Source document —
********

SHANGHAI—China’s months-long regulatory crackdown on an array of private companies has unsettled tech upstarts as well as decades-old firms, ushering in a new, uncertain environment.

Top antitrust regulator the State Administration for Market Regulation (SAMR) issued sweeping draft rules on Tuesday governing online competition as the cabinet updated rules for operators of information infrastructure that experts say target data-rich firms.

Here are sectors facing tougher regulatory measures:

E-commerce

Traditional e-commerce has been one of the biggest targets with a record fine of $2.75 billion in April for Alibaba over its “choose one from two” feature that bars vendors from selling on rival sites.

Smaller companies also faced fines over issues of consumer rights and labor.

In May, rival JD.com was fined 300,000 yuan ($46,000) over false information on food products.

In late July, the regulator ordered better protection for workers of food delivery firms.

Tuesday’s draft laws are widely expected to affect the sector by reining in fake reviews and inflated public metrics, while barring the use of data or algorithms to hijack traffic or influence user choice.

********

Record set —
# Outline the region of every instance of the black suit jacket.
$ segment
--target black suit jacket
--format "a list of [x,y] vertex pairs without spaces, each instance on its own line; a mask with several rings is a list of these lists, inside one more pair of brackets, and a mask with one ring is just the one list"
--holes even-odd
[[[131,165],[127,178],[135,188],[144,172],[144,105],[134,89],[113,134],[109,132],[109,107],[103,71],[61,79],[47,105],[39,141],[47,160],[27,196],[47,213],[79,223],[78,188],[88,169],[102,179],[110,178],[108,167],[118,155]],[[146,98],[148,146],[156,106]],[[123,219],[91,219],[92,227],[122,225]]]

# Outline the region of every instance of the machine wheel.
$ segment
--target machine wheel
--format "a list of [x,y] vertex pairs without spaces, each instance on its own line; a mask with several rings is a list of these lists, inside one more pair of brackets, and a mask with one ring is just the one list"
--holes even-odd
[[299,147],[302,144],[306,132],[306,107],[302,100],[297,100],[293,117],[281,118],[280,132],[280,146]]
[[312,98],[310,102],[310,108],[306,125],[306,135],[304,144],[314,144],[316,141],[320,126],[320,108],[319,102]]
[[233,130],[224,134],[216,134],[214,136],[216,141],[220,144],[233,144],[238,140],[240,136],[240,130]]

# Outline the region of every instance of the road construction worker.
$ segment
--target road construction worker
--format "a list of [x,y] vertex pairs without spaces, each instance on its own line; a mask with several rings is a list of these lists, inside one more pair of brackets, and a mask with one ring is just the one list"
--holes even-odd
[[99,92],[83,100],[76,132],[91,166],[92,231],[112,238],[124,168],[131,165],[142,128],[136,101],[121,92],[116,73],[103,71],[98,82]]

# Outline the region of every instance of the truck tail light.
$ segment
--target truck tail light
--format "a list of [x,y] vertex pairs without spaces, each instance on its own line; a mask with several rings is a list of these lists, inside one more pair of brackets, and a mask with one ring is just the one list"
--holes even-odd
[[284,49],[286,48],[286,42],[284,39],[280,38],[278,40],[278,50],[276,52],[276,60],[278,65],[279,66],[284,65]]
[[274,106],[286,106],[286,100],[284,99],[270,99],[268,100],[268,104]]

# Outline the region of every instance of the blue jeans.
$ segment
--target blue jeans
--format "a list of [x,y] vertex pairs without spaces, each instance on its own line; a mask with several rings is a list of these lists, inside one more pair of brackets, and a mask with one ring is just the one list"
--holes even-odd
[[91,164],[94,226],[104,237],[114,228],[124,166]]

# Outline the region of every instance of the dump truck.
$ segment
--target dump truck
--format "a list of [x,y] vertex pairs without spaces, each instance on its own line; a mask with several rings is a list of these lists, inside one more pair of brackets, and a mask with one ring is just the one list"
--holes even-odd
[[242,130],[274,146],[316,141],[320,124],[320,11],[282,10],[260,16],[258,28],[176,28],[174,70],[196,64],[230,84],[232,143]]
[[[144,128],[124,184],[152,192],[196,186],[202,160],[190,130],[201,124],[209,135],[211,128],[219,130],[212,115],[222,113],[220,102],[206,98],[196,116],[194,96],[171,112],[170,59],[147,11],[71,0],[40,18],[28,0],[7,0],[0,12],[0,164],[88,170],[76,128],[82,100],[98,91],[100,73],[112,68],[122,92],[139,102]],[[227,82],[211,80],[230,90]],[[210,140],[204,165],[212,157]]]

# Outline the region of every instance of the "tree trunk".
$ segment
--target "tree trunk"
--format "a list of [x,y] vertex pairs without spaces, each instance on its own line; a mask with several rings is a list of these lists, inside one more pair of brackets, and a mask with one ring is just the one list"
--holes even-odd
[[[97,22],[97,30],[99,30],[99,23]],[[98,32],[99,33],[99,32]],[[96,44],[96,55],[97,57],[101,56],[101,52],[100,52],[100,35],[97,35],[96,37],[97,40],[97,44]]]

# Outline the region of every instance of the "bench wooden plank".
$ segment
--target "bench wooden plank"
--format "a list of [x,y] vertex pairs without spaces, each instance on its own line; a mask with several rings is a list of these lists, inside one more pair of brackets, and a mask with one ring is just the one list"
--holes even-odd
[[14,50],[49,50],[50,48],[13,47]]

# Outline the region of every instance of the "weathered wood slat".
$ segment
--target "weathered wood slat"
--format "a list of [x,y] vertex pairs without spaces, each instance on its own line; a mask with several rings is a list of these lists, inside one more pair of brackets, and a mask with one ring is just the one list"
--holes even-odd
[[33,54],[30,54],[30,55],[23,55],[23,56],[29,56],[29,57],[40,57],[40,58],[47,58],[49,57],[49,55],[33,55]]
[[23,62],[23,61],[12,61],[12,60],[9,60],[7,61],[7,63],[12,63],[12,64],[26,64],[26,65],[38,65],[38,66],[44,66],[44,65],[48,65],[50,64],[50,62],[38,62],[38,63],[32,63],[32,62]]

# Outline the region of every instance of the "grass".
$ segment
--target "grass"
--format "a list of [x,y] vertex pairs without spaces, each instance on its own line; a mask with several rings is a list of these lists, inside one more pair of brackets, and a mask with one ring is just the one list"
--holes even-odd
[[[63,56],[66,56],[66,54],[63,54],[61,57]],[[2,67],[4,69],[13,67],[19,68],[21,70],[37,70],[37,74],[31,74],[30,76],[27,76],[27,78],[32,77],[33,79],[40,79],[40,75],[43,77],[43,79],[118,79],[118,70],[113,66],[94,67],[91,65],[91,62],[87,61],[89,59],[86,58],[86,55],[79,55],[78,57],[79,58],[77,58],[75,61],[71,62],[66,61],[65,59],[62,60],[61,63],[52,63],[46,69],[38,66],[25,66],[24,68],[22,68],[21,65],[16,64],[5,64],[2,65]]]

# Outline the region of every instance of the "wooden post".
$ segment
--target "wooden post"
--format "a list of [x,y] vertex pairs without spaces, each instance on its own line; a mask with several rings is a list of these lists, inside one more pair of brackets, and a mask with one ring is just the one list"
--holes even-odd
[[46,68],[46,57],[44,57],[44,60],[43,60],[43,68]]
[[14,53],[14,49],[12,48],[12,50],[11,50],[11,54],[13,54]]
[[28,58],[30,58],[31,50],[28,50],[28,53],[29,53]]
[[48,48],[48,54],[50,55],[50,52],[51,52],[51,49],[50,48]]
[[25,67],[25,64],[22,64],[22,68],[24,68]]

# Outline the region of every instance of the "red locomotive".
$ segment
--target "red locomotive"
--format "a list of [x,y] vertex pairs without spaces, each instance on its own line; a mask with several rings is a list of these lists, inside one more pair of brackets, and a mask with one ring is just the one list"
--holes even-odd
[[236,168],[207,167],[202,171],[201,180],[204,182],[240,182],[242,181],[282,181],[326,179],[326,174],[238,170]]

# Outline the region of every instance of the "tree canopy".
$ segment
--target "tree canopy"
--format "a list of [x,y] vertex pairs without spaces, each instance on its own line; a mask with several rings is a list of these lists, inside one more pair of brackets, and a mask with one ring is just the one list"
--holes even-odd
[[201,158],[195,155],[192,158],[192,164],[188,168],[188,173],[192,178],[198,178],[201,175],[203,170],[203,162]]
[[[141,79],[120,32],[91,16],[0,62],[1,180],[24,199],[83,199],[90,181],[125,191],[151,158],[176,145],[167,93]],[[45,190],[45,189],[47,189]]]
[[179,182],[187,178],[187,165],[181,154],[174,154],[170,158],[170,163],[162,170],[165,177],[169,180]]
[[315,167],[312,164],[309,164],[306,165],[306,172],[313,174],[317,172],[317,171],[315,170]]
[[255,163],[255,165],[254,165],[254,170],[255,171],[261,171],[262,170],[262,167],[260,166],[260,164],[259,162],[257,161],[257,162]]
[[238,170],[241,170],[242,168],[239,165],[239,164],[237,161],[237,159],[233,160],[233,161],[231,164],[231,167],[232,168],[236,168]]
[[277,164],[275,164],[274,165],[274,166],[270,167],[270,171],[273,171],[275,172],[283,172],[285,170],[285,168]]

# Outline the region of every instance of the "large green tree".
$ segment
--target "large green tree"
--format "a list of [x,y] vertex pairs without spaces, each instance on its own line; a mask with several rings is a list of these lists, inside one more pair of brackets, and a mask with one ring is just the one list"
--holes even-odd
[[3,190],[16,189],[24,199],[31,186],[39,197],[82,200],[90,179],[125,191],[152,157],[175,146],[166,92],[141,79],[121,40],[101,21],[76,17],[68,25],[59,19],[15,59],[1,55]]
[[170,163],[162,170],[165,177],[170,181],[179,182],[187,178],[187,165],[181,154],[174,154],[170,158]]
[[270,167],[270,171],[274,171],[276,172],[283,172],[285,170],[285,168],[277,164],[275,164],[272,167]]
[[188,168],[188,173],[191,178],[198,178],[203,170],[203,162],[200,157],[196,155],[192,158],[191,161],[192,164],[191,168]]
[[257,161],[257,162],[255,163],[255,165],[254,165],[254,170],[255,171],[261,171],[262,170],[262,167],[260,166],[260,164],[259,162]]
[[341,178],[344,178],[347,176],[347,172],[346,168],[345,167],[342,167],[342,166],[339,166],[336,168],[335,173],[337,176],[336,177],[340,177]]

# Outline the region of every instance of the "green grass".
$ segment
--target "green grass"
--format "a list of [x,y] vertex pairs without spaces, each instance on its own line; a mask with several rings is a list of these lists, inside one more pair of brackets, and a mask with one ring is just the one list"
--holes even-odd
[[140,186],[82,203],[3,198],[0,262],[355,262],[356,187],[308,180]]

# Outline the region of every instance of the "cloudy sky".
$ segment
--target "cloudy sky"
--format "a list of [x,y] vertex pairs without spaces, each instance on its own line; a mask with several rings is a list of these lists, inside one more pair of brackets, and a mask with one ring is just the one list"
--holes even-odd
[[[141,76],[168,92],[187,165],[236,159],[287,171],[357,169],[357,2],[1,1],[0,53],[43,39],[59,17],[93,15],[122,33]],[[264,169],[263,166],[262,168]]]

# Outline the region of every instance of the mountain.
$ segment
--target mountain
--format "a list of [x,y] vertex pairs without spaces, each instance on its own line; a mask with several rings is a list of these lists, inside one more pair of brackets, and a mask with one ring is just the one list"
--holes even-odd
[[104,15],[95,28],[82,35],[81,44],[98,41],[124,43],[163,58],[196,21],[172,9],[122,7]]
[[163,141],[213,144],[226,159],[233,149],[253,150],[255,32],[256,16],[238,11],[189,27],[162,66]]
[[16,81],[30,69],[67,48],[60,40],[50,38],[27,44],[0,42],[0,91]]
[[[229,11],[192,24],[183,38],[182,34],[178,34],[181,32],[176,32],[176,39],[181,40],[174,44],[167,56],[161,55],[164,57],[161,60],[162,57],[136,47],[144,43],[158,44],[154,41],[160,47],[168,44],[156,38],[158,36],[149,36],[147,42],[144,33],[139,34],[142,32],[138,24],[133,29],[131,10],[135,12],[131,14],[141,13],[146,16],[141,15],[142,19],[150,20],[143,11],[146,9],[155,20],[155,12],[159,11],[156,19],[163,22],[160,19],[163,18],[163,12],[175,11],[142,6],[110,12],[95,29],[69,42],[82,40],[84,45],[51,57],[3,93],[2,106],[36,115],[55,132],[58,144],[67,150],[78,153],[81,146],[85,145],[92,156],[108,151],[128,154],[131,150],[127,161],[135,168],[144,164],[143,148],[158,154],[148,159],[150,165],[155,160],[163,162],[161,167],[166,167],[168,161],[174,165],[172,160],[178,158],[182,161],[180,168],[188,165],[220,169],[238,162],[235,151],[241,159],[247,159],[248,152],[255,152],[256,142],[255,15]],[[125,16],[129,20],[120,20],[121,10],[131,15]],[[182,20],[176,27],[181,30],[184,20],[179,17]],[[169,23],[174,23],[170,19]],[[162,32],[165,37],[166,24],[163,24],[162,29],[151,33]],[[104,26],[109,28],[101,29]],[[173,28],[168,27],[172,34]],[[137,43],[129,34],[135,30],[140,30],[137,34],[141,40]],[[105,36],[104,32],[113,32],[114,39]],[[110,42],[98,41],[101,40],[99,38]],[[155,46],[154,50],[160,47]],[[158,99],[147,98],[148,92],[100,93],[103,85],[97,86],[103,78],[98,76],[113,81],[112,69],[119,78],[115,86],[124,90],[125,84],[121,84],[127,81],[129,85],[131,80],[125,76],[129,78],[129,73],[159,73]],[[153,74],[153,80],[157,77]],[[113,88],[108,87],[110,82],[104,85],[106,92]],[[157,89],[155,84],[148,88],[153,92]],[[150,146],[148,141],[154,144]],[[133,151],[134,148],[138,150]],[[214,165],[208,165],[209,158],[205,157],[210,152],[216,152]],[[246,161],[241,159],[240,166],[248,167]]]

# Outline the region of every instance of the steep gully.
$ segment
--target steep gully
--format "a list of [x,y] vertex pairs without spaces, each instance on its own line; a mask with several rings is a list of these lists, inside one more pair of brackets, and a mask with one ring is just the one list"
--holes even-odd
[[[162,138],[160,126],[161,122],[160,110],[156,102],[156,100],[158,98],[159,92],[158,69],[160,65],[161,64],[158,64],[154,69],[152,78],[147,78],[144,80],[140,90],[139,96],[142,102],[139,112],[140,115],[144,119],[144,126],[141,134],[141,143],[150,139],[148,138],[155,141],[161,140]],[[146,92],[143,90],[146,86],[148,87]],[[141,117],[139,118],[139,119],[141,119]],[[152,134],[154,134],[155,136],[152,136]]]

********

Extend the article on China's regulatory crackdown on private companies, picking up after its last sentence. None of the items are needed here.

Solved exercise —
Gaming and Social Media

Regulators have yet to directly target gaming and social media firms, but fierce criticism from state media over issues from celebrity watching to video game addiction have spurred big share sell-offs, or changes by the companies.

Weibo Corp, which runs a Twitter-like service, dropped a ranking feature after the People’s Daily newspaper, backed by the Chinese Communist Party (CCP), criticized celebrity hype by social media this month.

In August, the Economic Information Daily described online gaming as “spiritual opium”, generating a storm that wiped $60 billion off the market value of industry giant Tencent Holdings at one point.

Tencent later announced curbs on minors’ access to its most popular game, “Honor of Kings”.

Education

Publicly listed tutoring firms saw massive sell-offs after regulations last month barred private, for-profit tutoring companies from raising capital overseas among other limits.

Social media giant ByteDance laid off staff in its education unit, Reuters reported, while online tutoring company VIPKid stopped lessons by foreigners.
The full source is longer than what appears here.